The data follows this line. Copy verbatim the line with "Where can you spot the grassland" and each line after it to the end.

→ LISTED ENTRIES
'''

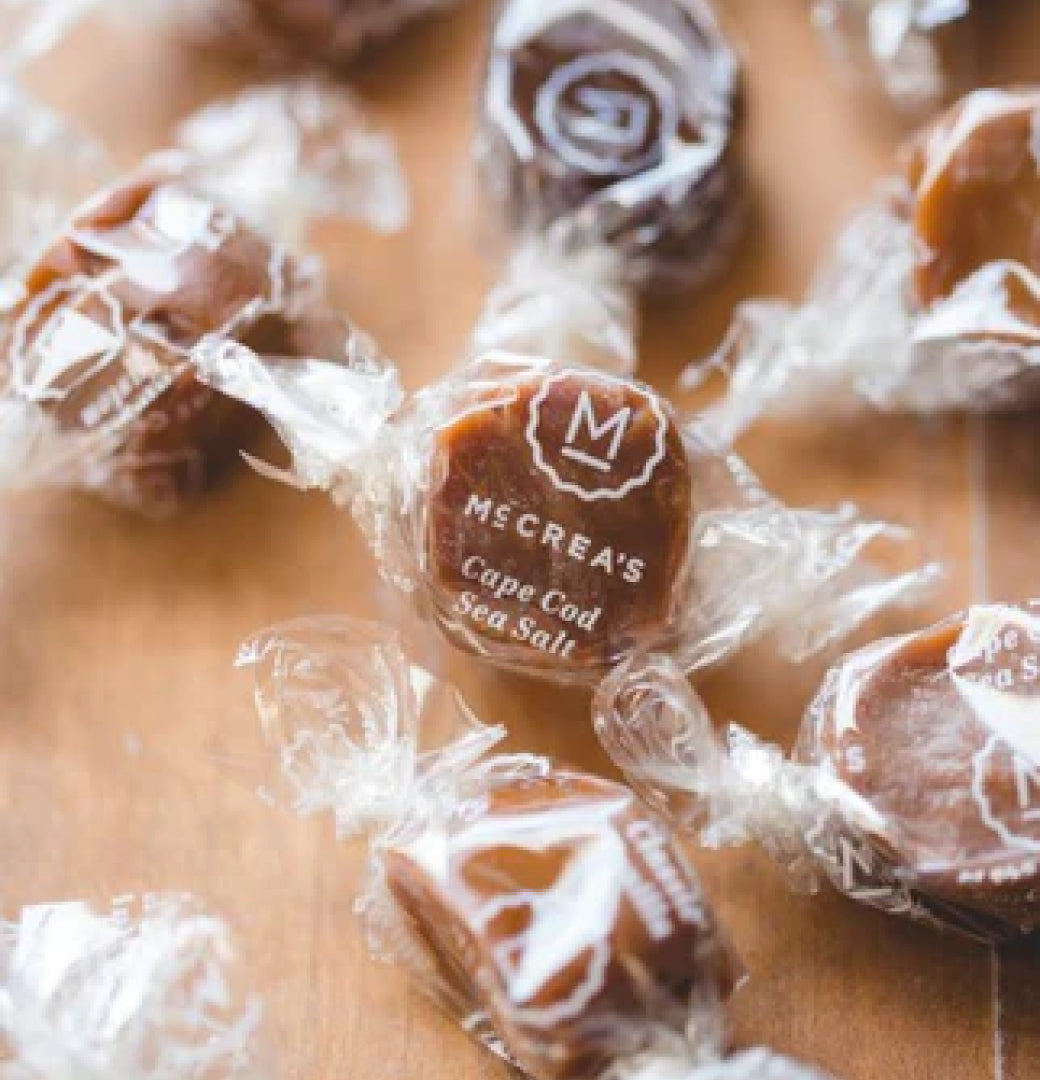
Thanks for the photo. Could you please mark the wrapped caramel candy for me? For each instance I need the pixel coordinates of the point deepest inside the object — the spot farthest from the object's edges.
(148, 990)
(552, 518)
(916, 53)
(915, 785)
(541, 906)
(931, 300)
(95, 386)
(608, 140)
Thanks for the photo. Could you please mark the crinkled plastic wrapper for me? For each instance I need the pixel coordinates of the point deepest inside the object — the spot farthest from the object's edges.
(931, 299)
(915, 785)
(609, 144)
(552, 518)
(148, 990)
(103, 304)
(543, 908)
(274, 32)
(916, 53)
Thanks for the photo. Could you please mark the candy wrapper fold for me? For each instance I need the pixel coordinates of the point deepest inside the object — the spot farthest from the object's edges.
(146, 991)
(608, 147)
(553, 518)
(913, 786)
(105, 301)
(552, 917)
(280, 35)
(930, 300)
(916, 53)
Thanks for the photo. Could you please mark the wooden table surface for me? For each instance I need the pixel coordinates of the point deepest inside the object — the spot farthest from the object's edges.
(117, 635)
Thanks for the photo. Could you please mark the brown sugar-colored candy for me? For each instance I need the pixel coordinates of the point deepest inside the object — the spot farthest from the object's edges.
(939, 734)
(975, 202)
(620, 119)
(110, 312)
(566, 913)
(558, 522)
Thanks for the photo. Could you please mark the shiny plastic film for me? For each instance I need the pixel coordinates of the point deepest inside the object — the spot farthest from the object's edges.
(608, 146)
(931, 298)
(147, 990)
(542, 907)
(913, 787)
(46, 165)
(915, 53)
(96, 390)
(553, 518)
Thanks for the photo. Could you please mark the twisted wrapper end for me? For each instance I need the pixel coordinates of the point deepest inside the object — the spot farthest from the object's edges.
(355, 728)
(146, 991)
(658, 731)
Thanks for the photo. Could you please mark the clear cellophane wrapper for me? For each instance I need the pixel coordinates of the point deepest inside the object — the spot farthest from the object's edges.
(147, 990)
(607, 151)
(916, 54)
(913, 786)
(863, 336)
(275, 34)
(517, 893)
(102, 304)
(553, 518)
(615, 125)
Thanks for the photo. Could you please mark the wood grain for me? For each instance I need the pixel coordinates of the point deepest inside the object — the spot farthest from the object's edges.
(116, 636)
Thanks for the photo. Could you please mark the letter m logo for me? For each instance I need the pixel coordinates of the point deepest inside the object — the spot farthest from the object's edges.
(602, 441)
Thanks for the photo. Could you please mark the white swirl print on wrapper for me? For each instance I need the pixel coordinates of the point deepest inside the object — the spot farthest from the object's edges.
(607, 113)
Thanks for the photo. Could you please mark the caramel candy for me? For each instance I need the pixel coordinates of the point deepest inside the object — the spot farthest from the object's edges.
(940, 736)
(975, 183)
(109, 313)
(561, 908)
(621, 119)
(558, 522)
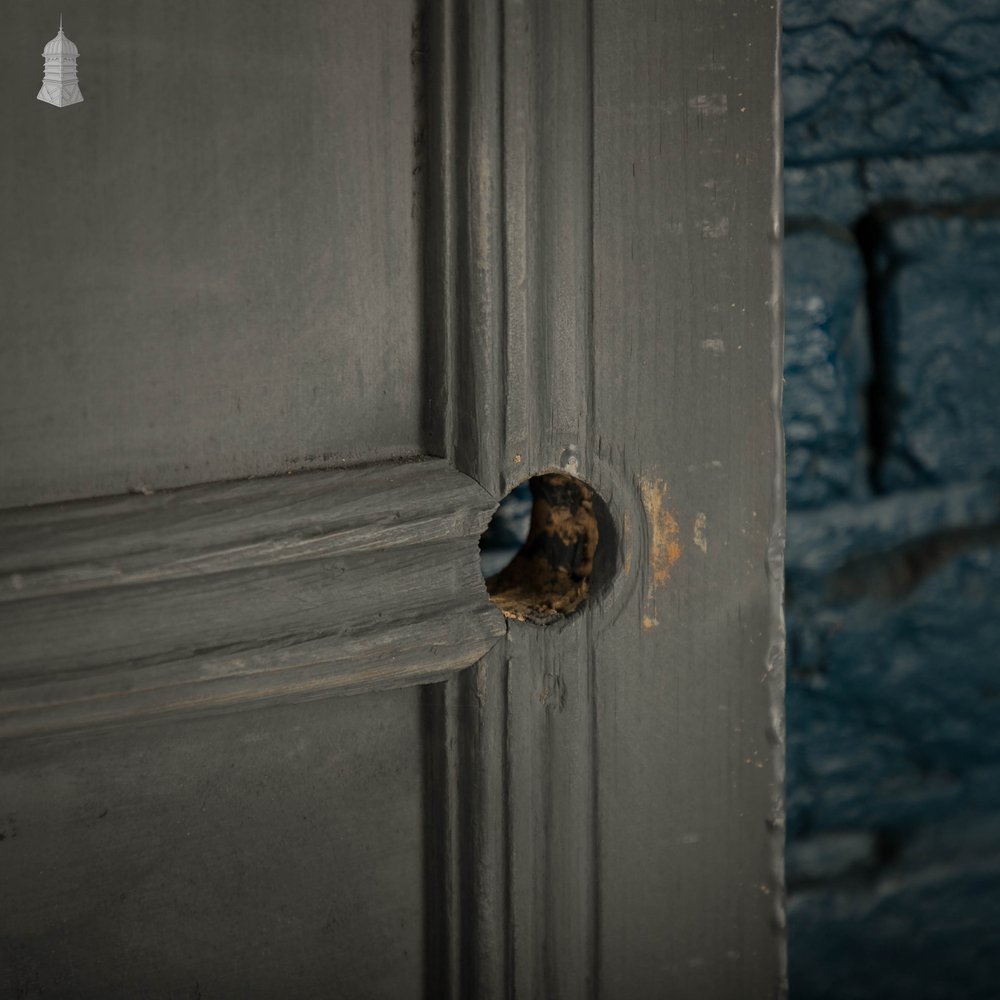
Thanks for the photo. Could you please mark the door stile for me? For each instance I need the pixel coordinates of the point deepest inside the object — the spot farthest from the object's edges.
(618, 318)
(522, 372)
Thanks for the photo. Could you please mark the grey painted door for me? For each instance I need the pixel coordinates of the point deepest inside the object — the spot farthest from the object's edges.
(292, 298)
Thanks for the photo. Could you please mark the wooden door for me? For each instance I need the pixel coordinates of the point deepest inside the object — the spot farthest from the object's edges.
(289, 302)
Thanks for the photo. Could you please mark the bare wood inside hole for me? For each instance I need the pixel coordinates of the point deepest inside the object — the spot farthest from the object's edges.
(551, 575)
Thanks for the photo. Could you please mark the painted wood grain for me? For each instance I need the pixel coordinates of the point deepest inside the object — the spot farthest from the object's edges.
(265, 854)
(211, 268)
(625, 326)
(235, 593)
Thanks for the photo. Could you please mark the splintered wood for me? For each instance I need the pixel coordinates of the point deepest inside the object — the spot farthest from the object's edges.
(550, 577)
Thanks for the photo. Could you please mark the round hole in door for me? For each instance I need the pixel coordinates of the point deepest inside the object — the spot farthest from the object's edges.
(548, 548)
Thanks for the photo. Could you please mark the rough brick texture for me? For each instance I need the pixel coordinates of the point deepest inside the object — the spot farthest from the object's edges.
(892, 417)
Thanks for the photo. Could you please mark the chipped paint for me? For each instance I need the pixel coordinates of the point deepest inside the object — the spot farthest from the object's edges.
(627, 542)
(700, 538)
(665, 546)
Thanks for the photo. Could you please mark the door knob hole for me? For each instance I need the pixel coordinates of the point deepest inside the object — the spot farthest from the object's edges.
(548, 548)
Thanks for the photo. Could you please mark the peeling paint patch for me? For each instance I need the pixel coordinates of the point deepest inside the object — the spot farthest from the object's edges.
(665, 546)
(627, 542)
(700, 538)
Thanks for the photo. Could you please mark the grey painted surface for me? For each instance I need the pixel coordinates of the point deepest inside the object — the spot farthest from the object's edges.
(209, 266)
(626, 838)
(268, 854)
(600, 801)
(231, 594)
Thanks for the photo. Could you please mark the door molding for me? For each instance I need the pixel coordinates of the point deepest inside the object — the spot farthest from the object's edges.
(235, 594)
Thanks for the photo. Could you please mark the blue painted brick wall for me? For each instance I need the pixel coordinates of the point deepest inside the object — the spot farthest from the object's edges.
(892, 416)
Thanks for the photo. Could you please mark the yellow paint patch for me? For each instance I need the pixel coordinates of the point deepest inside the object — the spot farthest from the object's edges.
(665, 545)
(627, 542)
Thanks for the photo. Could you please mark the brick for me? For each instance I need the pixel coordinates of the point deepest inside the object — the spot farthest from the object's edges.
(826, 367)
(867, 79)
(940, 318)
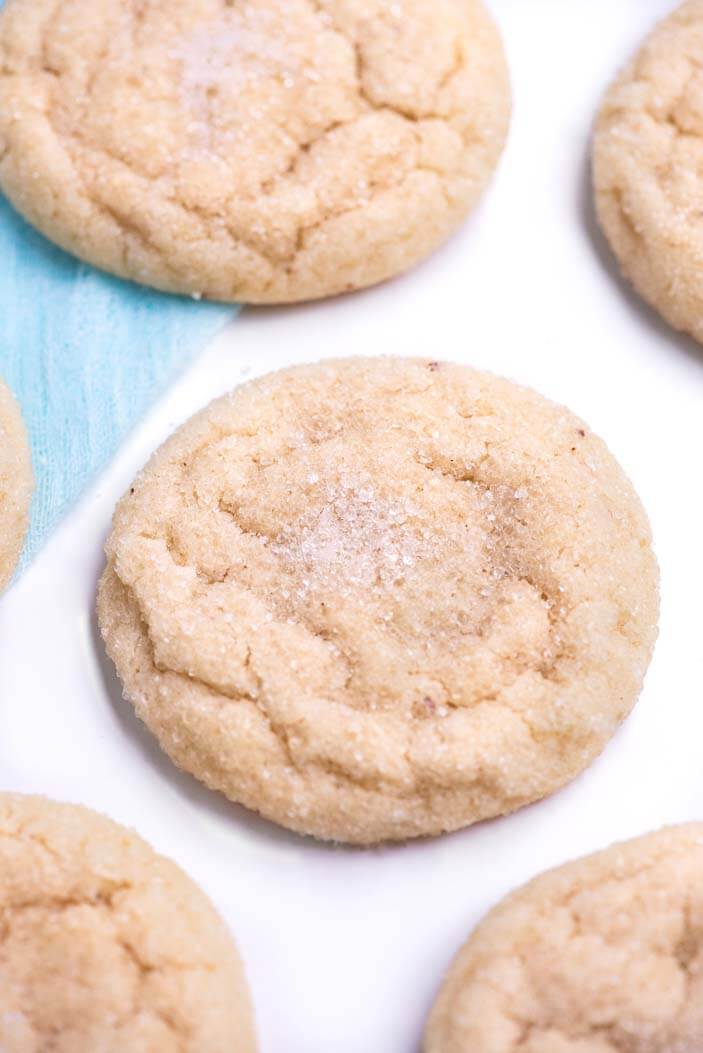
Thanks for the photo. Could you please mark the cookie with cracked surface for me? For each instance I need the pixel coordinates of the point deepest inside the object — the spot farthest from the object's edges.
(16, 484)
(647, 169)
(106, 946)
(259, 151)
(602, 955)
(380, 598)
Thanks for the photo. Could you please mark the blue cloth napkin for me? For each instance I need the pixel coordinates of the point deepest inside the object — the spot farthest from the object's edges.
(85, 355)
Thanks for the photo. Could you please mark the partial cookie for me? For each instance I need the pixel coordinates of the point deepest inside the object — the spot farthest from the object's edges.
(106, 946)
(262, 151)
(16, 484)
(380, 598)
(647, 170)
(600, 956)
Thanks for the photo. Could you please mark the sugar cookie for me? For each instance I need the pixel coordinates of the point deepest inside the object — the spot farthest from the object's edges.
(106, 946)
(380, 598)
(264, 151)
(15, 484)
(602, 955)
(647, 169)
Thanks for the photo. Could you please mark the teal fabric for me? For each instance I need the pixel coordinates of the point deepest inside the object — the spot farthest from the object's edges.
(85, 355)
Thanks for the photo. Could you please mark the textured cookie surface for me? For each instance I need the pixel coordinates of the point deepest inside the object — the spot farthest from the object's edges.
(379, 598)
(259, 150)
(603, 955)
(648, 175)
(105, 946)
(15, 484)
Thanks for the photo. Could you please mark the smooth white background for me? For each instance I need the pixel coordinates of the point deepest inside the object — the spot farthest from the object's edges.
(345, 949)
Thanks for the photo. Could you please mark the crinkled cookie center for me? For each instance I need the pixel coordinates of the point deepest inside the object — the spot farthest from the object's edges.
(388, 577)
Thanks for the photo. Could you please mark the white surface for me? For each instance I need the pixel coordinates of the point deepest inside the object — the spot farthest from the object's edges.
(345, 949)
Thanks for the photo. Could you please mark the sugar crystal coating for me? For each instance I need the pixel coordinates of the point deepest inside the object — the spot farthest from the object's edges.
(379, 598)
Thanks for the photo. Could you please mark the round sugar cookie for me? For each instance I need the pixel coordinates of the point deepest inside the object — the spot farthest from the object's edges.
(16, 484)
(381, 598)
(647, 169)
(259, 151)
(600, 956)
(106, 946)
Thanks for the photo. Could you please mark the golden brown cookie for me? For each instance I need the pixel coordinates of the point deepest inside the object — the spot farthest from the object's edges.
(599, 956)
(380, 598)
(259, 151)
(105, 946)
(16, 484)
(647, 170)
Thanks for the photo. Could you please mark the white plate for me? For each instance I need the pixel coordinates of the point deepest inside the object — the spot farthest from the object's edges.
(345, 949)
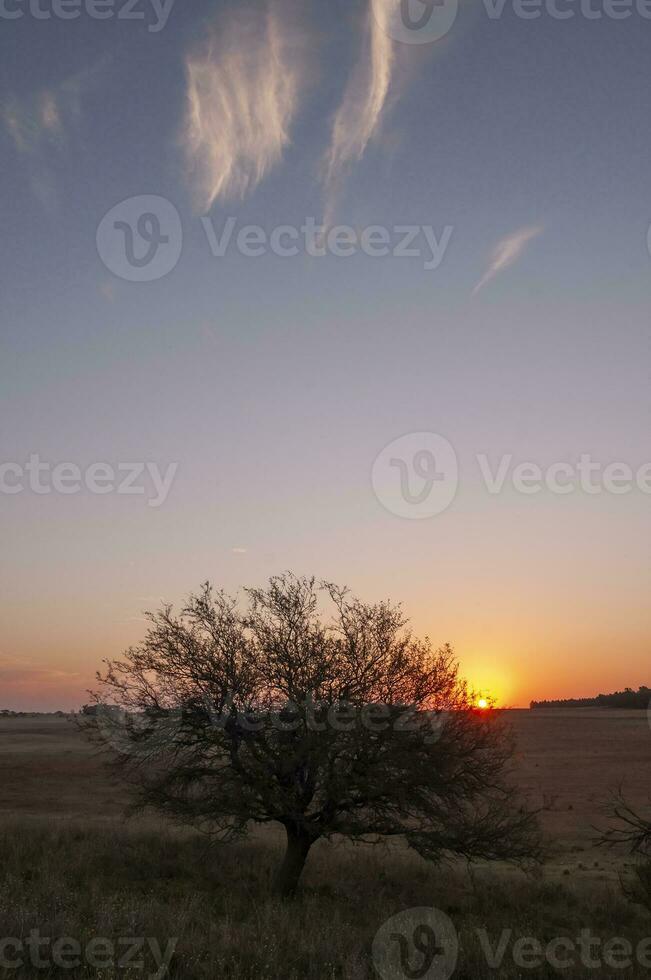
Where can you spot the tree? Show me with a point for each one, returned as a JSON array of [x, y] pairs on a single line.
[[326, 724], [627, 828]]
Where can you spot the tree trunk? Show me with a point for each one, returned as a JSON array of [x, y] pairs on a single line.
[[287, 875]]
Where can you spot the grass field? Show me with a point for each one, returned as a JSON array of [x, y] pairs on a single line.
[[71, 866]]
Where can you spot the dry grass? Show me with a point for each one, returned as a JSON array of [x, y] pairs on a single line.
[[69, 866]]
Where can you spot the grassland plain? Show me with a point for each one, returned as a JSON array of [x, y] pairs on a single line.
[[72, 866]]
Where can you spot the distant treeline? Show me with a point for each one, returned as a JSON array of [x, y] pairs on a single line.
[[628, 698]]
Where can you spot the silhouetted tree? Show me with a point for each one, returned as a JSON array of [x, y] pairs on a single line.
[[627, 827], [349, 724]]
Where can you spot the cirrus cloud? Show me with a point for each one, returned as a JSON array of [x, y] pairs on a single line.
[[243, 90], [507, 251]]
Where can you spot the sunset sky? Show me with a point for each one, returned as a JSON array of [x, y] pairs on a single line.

'''

→ SOLUTION FOR THIS PROBLEM
Where can you spot the grassland plain? Show me with a point for each one, returned as a JSON array of [x, y] pairs on a single line.
[[72, 866]]
Where can you spot the distant treeline? Show me with a point for each one, returned as a JSON array of [x, y] pairs on a single line.
[[628, 698]]
Where can you spot the silhouetted tree? Show me with a point for each one, returned as a JSON array of [x, y] pairs on a single line.
[[627, 827], [349, 724]]
Where can you spot the cirrus cloud? Show me with a point for each one, returned as a JSON array of [x, y] pairs on a single line.
[[243, 90], [507, 251]]
Where can you spot the sunset sky? Show me with a point for each one, returned as a JSON array of [x, y] pairs on a single line.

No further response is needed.